>>>>
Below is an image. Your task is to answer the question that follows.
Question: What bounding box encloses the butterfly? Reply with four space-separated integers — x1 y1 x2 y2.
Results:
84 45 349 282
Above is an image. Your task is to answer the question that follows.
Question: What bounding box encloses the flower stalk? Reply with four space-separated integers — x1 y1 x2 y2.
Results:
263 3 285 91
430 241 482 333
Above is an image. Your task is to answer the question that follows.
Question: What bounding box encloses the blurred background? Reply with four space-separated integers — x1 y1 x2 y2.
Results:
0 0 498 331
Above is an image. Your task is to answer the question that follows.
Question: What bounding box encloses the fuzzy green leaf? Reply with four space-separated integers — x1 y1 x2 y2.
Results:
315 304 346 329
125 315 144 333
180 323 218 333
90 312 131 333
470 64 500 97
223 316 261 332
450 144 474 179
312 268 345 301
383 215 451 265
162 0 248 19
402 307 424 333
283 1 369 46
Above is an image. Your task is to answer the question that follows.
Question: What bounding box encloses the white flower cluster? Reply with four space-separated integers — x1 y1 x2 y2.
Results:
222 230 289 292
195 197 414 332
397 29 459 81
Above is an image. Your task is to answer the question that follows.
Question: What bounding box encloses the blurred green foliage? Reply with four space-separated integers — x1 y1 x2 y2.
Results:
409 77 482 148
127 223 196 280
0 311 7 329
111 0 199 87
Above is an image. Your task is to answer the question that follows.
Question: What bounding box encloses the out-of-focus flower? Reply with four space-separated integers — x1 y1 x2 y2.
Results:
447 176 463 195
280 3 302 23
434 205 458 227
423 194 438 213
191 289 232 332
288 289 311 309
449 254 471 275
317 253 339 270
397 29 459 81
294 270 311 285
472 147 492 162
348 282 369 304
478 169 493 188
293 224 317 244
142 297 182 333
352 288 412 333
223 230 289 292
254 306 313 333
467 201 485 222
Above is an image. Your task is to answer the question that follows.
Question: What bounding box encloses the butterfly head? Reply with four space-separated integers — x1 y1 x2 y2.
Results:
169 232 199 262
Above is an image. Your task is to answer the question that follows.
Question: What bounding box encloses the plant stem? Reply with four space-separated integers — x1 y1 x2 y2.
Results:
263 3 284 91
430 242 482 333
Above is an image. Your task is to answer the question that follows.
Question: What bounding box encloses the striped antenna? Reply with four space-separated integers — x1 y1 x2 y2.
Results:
<<<<
◆ **Work instruction**
Every line from the first entry to the line containing "Question: What bounding box encloses the out-of-focus" should be transcribed exactly, and nothing beyond it.

◆ **Exercise output**
Below is an image. Your task is to answer the question that follows.
Question: What bounding box encloses the butterfly? Reply with four space-separated integers — x1 y1 x2 y2.
Results:
84 45 349 282
Above is an image. Your task is to answer the question that follows.
Question: What bounding box encloses the flower stalk? Reply with four space-separated integers — x1 y1 x2 y2.
Results:
263 3 285 91
430 241 482 333
Above is an image. Your task is to answer the question that follows.
Question: What bounding box encloses the blurred background? Reply with four space-separated integers — x1 y1 x2 y2.
Results:
0 0 498 331
Above is an image. Your task is to answer the question that follows.
Question: What bounding box encloses the fuzzy green leaf? Reply with four space-separated integers — x1 y1 x2 y2.
Results:
315 304 346 329
125 315 144 333
180 323 218 333
90 312 131 333
470 64 500 97
223 316 261 332
450 144 474 179
312 268 345 301
383 215 451 265
162 0 248 19
402 307 424 333
283 1 369 46
Above is an image. Your task is to answer the question that follows.
Question: What bounding box encloses the white flower cluster? Reply with four space-separated integers — x1 y1 x2 y2.
Results:
222 230 289 292
195 197 414 332
397 29 459 81
Above is an image. Your task is to answer the question that follows.
Question: What bounding box encloses the blurred green foliage? Reply with four space-separated integers — x1 y1 x2 y2.
Results:
409 77 482 148
127 223 196 280
0 311 7 329
111 0 199 87
Above is an image. Your task is to answer the question that follows.
Question: What bounding box encloses the out-of-focus flower? Reply with four space-separated integers — x1 y1 x2 y2.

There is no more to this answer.